**Yönergeler:**
- 1) Metin bloğunda "Halk gençliğinin komünist" ifadesinden başlayıp "gideceğimizin sözünü yineliyoruz." ifadesine kadar, bu ifade de dahil olmak üzere, olan kısmı harfi harfine döndür.
- 2) Metin bloğunda büyük harflerle yazılmış bütün kısaltmaları listele.
- 3) Metin bloğuna göre TKP-ML, kurulduğu andan itibaren neden savaşa kilitlenmiştir?

**Metin Bloğu:**

◆ ◆ ◆ ◆

Pazartesi Mayıs 20, 2024

TKP-ML TMLGB MK: TİKKO 1. Konferansı, Halk Savaşı’nı Yükseltme Çağrısıdır

Halk gençliğinin komünist örgütü olarak ordumuz TİKKO’nun gerçekleştirmiş olduğu 1. Askeri Konferansı gençliğin militan coşkunluğuyla selamlıyor, Halk Savaşı’nı yükseltmek için bütün sorumluluklarımızın üzerine korkusuzca gideceğimizin sözünü yineliyoruz.

Halk ordusu TİKKO’nun gerçekleştirmiş olduğu askeri konferans, TKP-ML’nin Halk Savaşı’nı yükseltmesi noktasında şehitlerimize, binlerce yoldaşımızın eşsiz emeğiyle yaratılan değerlere ve yarım asırlık mirasa layık bir savaş örgütü olma noktasında önemli bir eksikliği ortadan kaldırmıştır. Partimiz TKP-ML kurulduğu andan itibaren savaşa kilitlenmiş, Halk Savaşı geliştirilmeksizin kalıcı hiçbir zaferin elde edilemeyeceğinin bilinciyle hareket etmiştir. Nitekim onlarca yılın savaş deneyim ve tecrübesi, yüzlerce yoldaşımızın kanı pahasına Partimizin hanesine yazılmıştır. Fakat, şehit yoldaşlarımızın kanlarıyla süzülen bu deneyim ve tecrübe, net bir askeri politikaya, Partimizin bütününe sirayet eden örgütsel bir şekle-bütünlüğe dönüştürülememiştir.

◆ ◆ ◆ ◆

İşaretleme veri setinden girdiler
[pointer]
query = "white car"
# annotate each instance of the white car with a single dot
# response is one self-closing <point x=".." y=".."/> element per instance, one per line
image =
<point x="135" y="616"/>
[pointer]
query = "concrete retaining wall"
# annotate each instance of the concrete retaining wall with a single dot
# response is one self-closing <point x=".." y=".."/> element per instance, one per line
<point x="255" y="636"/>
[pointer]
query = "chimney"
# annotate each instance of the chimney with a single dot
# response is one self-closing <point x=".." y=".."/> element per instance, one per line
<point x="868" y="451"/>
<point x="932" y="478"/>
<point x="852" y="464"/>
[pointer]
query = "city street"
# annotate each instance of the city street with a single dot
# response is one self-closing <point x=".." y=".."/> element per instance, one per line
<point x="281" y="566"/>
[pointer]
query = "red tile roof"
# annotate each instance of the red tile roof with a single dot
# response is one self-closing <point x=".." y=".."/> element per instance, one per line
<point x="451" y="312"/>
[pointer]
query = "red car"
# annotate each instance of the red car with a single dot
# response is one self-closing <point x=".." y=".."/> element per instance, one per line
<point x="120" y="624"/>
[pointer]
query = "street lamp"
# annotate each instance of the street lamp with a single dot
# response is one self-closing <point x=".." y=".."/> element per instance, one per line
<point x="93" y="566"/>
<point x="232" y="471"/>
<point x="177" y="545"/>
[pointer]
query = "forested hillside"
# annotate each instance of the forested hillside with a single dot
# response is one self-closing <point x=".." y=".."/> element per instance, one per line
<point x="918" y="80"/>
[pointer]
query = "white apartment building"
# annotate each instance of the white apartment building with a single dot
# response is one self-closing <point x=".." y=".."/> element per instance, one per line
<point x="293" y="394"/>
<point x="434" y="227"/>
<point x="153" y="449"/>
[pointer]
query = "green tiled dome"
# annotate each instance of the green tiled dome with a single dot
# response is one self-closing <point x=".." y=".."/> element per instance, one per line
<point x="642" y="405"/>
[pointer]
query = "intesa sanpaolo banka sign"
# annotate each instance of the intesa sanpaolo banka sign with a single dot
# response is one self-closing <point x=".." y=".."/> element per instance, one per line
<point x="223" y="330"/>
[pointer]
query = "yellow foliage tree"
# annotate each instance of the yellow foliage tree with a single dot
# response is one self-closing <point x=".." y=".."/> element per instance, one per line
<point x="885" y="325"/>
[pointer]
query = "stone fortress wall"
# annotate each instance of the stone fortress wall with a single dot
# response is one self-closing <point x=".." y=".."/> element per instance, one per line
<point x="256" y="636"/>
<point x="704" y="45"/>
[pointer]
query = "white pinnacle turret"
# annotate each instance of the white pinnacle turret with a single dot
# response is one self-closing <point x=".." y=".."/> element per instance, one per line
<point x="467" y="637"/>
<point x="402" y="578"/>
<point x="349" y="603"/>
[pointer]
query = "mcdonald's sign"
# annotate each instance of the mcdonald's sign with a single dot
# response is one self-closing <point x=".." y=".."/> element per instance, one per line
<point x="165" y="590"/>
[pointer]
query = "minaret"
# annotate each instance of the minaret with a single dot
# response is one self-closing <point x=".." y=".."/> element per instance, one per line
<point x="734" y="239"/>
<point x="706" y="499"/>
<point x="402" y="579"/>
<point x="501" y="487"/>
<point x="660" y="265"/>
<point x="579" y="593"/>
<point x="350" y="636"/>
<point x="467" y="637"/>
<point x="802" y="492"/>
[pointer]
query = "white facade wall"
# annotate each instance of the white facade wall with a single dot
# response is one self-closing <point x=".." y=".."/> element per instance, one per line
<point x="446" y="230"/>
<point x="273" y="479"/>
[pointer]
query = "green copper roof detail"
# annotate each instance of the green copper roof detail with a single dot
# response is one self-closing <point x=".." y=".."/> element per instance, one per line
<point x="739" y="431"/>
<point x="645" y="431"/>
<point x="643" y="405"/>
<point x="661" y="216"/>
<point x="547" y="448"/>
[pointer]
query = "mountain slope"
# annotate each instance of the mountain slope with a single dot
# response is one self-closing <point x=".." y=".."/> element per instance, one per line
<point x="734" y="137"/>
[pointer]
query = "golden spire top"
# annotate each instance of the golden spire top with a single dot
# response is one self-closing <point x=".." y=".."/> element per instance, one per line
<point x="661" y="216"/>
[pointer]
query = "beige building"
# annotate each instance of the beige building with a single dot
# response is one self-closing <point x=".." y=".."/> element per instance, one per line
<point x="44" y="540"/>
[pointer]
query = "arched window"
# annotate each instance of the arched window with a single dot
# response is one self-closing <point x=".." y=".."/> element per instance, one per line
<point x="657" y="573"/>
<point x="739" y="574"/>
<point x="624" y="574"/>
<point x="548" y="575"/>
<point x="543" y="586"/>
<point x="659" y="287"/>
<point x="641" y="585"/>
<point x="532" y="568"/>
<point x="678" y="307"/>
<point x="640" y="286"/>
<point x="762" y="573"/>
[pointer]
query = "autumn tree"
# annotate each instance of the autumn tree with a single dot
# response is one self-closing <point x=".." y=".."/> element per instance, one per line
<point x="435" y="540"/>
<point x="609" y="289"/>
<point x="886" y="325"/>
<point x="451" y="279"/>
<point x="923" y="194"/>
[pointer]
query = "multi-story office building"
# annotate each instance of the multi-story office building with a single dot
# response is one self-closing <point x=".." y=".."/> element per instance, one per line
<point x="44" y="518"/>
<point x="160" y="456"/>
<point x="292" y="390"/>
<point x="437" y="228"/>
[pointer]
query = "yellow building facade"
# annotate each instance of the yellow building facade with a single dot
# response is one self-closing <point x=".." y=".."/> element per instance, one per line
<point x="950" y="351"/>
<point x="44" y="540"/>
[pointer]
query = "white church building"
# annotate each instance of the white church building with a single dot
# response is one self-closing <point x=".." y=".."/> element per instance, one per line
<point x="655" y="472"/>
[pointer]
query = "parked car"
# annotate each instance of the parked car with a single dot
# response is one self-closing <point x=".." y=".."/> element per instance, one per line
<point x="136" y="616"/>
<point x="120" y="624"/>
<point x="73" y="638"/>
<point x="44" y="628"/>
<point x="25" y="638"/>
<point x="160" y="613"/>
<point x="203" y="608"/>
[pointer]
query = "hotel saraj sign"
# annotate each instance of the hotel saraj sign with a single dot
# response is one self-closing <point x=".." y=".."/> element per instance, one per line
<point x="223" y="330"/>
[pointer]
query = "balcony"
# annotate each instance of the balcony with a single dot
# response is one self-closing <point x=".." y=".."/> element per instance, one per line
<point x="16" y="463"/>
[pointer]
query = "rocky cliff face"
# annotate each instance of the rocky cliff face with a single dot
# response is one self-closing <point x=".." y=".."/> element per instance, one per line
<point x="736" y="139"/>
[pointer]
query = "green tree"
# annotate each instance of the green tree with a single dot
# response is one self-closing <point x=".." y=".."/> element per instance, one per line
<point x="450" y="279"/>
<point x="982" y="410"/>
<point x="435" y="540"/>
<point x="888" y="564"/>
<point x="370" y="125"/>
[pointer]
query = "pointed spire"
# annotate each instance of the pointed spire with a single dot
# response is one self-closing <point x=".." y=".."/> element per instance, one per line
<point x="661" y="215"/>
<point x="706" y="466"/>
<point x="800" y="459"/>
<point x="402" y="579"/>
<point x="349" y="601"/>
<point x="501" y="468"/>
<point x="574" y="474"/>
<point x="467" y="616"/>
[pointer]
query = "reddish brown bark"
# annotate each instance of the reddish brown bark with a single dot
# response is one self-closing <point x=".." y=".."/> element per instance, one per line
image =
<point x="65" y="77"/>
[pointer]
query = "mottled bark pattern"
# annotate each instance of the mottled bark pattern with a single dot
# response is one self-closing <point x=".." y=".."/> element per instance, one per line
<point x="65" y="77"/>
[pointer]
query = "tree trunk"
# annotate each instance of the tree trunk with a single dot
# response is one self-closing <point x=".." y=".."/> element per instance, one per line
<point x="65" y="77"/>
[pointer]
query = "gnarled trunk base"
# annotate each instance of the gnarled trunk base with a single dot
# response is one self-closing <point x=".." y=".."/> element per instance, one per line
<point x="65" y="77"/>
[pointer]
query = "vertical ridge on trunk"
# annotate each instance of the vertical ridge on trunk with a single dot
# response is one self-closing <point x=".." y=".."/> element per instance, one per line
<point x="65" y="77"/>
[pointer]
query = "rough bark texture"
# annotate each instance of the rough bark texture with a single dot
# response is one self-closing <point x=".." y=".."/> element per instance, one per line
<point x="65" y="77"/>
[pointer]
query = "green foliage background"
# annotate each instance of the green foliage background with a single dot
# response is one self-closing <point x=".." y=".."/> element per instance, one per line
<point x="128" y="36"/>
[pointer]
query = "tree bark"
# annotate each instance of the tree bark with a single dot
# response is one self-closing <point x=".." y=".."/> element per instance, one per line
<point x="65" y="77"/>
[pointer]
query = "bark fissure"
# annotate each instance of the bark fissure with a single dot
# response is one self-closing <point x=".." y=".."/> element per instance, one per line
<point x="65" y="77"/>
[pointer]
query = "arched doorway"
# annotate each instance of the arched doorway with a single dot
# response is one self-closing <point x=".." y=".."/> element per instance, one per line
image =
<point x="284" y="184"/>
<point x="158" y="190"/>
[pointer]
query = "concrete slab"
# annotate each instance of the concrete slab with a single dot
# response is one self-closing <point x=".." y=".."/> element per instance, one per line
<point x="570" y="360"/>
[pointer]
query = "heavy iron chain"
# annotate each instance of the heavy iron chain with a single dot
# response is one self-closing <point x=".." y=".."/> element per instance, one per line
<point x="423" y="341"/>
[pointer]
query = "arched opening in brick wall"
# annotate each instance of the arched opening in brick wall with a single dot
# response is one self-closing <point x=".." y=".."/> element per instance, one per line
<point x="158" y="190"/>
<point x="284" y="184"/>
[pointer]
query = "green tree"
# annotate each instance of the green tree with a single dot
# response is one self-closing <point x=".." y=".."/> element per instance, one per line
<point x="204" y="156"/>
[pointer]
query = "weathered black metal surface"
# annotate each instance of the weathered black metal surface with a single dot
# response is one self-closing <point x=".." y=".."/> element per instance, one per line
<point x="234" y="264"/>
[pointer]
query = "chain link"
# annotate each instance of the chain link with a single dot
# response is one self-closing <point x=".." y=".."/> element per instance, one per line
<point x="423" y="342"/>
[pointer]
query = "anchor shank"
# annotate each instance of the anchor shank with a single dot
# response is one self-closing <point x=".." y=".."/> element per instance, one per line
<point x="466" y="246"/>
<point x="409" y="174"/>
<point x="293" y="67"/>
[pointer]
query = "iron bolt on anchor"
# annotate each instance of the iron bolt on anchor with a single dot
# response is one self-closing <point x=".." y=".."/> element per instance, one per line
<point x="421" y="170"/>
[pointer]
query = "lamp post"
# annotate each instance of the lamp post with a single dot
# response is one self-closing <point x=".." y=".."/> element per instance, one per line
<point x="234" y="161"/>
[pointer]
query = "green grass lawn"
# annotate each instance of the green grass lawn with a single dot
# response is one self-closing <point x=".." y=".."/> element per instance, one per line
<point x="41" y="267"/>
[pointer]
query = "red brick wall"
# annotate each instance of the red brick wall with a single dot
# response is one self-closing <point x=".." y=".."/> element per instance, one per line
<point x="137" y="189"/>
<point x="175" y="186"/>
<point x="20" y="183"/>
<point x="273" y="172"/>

◆ ◆ ◆ ◆

**Cevap Listesi:**
- 1)
Halk gençliğinin komünist örgütü olarak ordumuz TİKKO’nun gerçekleştirmiş olduğu 1. Askeri Konferansı gençliğin militan coşkunluğuyla selamlıyor, Halk Savaşı’nı yükseltmek için bütün sorumluluklarımızın üzerine korkusuzca gideceğimizin sözünü yineliyoruz.

- 2) TKP-ML, TMLGB, MK, TİKKO

- 3) Halk Savaşı geliştirilmeden kalıcı hiçbir zaferin elde edilemeyeceği bilinciyle hareket ettiği için.